I no longer worry about convenience, but I remember when I did. My wife bought me a gasser (pre-pellet era) because I wasn't Weber Kettling enough. I used the gasser for several years, and yes, it was convenient, but the flavor just wasn't the same as the Kettle. No matter how much I tried, I could not get the woody flavor I was missing. Out came the Kettle when I decided to learn to smoke meat. The gasser is a rusted out cabinet for my propane bottle(s) and single-burner Camp Chef coffee roaster. I have zero interest in a pellet grill/smoker but certainly understand the allure. Sometimes expectations and reality meet; sometimes, they don't.


----------



## Berettaclayshooter (Oct 10, 2020)

I don't own a pellet, A friend does and his pulled pork was great that i had form it.  Another friend has a MES and I DID NOT like what came off of it, maybe it was because it was pretty new to him.  But the meat tasted like a poorly run fire on an offset.  I personally feel it's cheating if your not cooking with live fire and feel that's the best way for me anyway.  Yes it is a hassle at times, but I know going into a cook that my day is devoted to the cook.

....

Requirement 1:
In the listing, write out the lines exactly, beginning at the line that contains "Plain rules. Mark every instance of the shadow" and stopping after the line that contains "x=127 y=228".
Requirement 2:
What comes next in the forum discussion about pellet grills versus live-fire smoking, picking up after its final sentence?

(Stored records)
....

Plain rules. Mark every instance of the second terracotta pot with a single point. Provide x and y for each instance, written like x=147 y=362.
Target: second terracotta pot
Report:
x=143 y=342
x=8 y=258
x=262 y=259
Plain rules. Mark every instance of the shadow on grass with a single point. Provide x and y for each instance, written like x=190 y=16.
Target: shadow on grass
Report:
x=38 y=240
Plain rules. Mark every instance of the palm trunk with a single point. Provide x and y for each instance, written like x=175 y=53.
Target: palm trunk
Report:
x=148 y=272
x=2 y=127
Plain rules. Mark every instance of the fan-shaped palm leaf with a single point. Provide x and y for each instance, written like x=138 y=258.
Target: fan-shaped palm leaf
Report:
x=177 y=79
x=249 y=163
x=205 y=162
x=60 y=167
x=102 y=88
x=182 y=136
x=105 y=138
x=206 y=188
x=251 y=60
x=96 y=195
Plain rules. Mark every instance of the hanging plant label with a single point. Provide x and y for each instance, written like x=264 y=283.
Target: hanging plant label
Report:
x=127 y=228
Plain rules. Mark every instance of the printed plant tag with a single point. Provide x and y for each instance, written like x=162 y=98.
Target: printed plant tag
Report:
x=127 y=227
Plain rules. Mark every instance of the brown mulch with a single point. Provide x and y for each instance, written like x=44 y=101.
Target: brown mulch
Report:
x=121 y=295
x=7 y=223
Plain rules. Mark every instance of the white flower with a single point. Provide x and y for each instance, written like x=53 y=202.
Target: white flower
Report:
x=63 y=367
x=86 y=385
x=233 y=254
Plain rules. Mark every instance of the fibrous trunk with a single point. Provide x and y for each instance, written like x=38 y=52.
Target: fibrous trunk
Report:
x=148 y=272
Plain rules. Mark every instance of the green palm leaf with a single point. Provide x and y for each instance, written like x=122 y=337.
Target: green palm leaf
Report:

....

Final result 1:
Plain rules. Mark every instance of the shadow on grass with a single point. Provide x and y for each instance, written like x=190 y=16.
Target: shadow on grass
Report:
x=38 y=240
Plain rules. Mark every instance of the palm trunk with a single point. Provide x and y for each instance, written like x=175 y=53.
Target: palm trunk
Report:
x=148 y=272
x=2 y=127
Plain rules. Mark every instance of the fan-shaped palm leaf with a single point. Provide x and y for each instance, written like x=138 y=258.
Target: fan-shaped palm leaf
Report:
x=177 y=79
x=249 y=163
x=205 y=162
x=60 y=167
x=102 y=88
x=182 y=136
x=105 y=138
x=206 y=188
x=251 y=60
x=96 y=195
Plain rules. Mark every instance of the hanging plant label with a single point. Provide x and y for each instance, written like x=264 y=283.
Target: hanging plant label
Report:
x=127 y=228

Final result 2:
----------



## Hawging It (Oct 10, 2020)

Got 2 stick burners and love em. Want a WSM 22” to add to the arsenal.


----------



## bbqbrett (Oct 12, 2020)

I use an offset and love it but I love tending to the fire etc.  On the other hand I have both friends and family that still put out some pretty decent food with pellets.  I think you got to follow your main feeling on this but if there is a way for you to have both that would be the way to go.  I don't have a pellet smoker myself but there are definitely times the convenience would be nice.


----------



## Watchinfire (Nov 27, 2020)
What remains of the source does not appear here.